---------- READING PASSAGE

So Randy Larsen and Bernie Romanowski from long-running noisecore antiheroes Cable launched a new project a little while back called Empty Flowers to explore 90s-style smart, seething gut-punch post-hardcore. And the mix actually works! Really fucking well! The band's debut, Six, created some impressive atmospheres and undercurrents, but the sophomore release Five sees Empty Flowers truly hitting its stride, finding the sweet spot between angular, dynamic riffs and rhythms -- think Unwound, Slint, Hoover, etc -- and a kind of old school Superchunk clanging pop sensibility. Add to this solid, diverse vocals that range from punk rock shouts to Guy Picciotto-esque abandon to -- especially on the track "Car Fires" -- a Geoff-Farina-not-Ralph-Macchio Karate-like brooding croon, and you've got a pretty damn compelling aural journey on your hands. Check out our exclusive premiere of the song "The Water" along with a full album track-by-track elucidation below. Other samples are available at the Empty Flowers Bandcamp.

--------------------
---------- INFORMATION PROVIDED

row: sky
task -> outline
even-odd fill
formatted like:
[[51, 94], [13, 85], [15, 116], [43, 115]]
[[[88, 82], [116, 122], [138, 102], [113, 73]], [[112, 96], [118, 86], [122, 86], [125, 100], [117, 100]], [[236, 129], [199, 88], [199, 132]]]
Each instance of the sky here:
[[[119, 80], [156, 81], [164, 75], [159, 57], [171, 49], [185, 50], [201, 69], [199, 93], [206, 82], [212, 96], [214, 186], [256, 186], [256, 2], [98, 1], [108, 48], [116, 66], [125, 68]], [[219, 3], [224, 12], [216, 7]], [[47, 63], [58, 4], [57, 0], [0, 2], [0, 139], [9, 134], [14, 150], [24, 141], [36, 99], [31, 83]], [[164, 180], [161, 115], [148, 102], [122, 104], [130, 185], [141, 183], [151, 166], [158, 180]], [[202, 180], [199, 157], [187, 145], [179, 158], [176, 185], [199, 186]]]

--------------------

§ EXERCISE INSTRUCTIONS: Continue the write-up on Empty Flowers' album Five from the point where it stops.

§ RESULT:
Christian McKenna/vocals: One of the last tunes written for the record. I like how the first part is pushed to its limit. We do not get together or practice very often. When we ran through some tunes in Randy’s basement before our first gig to open for the mighty Red Hare this past May everything sounded like dog crap. I just remember thinking, “So this is how it’s going to go down?” We opened the show with "Five" and when we hit that first transition I knew we were going to be okay. We ended up having a great time and Red Hare blew our minds.
"I Get to Know Its Name" McKenna: The lyrics came together quickly. Credit goes to my friend Ed. He used the song’s title in relation to a conversation we were having. It was the genesis of what followed.
Bernie Romanowski/guitar: One of the early songs we wrote for this album. I wrote the song and the finished version is identical to the first demo, which is rare for us. I didn't expect the bass part that Randy wrote in the first part of the song, but it really defines the rhythm of the song. We took a chance with the first guitar riff because with the wrong drum beat, it wouldn't fit in with the album. It's a little more "bouncy" than the rest of the songs, but the bass and drums keep it on track. The last riff of the song has one of the few guitar overdubs on the album. There are actually 3 different guitar parts mixed in the last riff.
"Time Feeds the Dose"
Romanowski: This song was a long time coming. Randy and I had been kicking around ideas for a faster, more swanky song since we began playing together. One thing that makes this song really stand out for us is the fact the guitar and bass are never playing the same thing at any time in the song. When we play it live it feels like a thirty-second song -- it just flies by.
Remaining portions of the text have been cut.